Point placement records
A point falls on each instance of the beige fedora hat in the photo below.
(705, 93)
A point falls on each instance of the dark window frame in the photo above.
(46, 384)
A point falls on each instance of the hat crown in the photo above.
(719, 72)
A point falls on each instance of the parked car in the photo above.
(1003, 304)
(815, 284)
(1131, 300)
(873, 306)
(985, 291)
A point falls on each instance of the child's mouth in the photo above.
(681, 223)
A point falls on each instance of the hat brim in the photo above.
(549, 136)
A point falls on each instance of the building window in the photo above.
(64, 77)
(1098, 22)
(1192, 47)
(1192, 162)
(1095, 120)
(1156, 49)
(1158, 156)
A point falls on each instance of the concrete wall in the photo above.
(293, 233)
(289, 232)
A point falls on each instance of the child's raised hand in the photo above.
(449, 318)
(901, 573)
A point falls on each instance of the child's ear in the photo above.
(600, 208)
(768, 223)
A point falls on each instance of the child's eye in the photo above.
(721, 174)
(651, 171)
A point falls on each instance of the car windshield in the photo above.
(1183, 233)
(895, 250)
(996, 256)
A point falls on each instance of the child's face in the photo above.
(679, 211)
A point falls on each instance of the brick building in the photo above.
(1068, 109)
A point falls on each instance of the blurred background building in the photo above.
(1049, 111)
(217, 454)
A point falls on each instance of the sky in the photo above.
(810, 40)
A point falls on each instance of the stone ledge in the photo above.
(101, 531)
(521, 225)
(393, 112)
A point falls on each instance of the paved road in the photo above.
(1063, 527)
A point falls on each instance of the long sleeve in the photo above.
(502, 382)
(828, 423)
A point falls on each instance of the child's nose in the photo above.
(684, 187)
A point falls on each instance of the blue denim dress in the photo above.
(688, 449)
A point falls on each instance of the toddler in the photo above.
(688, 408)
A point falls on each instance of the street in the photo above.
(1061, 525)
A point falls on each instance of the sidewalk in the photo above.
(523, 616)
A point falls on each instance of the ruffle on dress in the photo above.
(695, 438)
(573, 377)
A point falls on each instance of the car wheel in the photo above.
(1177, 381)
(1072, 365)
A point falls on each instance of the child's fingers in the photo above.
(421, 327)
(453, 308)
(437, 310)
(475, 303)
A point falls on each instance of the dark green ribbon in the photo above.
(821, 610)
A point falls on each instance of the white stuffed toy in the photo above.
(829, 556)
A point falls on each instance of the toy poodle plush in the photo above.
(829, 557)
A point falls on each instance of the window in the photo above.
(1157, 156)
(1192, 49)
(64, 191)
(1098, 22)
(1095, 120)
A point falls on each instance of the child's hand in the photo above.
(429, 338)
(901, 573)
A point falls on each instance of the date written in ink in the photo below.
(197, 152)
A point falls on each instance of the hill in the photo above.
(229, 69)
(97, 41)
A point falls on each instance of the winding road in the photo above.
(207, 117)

_TO BE DONE:_
Extract all the material, leaving every line as it is.

_WRITTEN ANSWER:_
A point falls on each instance of the beige fedora hat in the photo below.
(705, 93)
A point falls on each instance of the dark window frame in the photo above.
(46, 384)
A point falls on each instance of the hat crown in the photo above.
(719, 72)
A point falls on each instance of the parked car in the photo above.
(1003, 304)
(815, 284)
(1131, 300)
(873, 306)
(985, 291)
A point falls on each instance of the child's mouth in the photo above.
(681, 223)
A point falls on each instance of the hat brim in the photo above.
(549, 136)
A point falls on each instance of the building window in the photo above.
(64, 77)
(1098, 22)
(1192, 47)
(1192, 162)
(1095, 120)
(1156, 49)
(1158, 156)
A point falls on each instance of the concrete wall in the photo above.
(293, 233)
(289, 232)
A point falls on each instance of the child's raised hand in the photo above.
(449, 318)
(901, 573)
A point falls on each instance of the child's ear in the photo above.
(600, 208)
(768, 223)
A point falls on each instance of the child's eye in the photo above.
(721, 174)
(651, 171)
A point falls on each instance of the car windshield in the photo above.
(1183, 233)
(895, 250)
(996, 256)
A point falls on each instance of the child's face in the photo above.
(679, 211)
A point falls on each instance of the brick building in the photo above.
(1068, 109)
A point falls on each instance of the blurred background building in the photo above.
(1049, 111)
(217, 454)
A point falls on each instance of the sky in the photo above.
(810, 40)
A point falls on each instance of the stone ledge in the photo above.
(101, 531)
(521, 225)
(393, 112)
A point falls on each instance of the paved road in the photo above.
(1063, 527)
A point falls on each instance of the long sleeve in the photo above.
(502, 382)
(828, 423)
A point falls on each instance of the child's nose in the photo above.
(684, 187)
A point falls on each instance of the blue denim dress in the photo above.
(688, 449)
A point falls on each instance of the toddler in the photo above.
(688, 408)
A point falls on each instance of the street in the photo above.
(1061, 525)
A point falls on each instance of the sidewalk in the photo above.
(523, 616)
A point falls on each instance of the ruffle on dress in the photo above.
(695, 438)
(573, 377)
A point falls on each instance of the car wheel in the photo above.
(1177, 381)
(1072, 365)
A point falls on each instance of the child's fingers in the photo above.
(421, 327)
(453, 308)
(437, 310)
(475, 303)
A point falls on each instance of the dark green ribbon in the photo above.
(821, 610)
A point falls on each instance of the white stuffed toy in the photo above.
(829, 556)
A point falls on each instance of the toy poodle plush in the photo above.
(829, 557)
A point falls on each instance of the window in the photo above.
(1157, 156)
(1192, 49)
(64, 191)
(1098, 22)
(1095, 120)
A point falls on each instance of the child's hand in the photo above.
(429, 338)
(901, 573)
A point falls on each instance of the date written in ink in the photo below.
(197, 152)
A point falls on each instance of the hill in the photo above.
(229, 69)
(97, 41)
A point falls on each instance of the winding road in the photo above.
(207, 117)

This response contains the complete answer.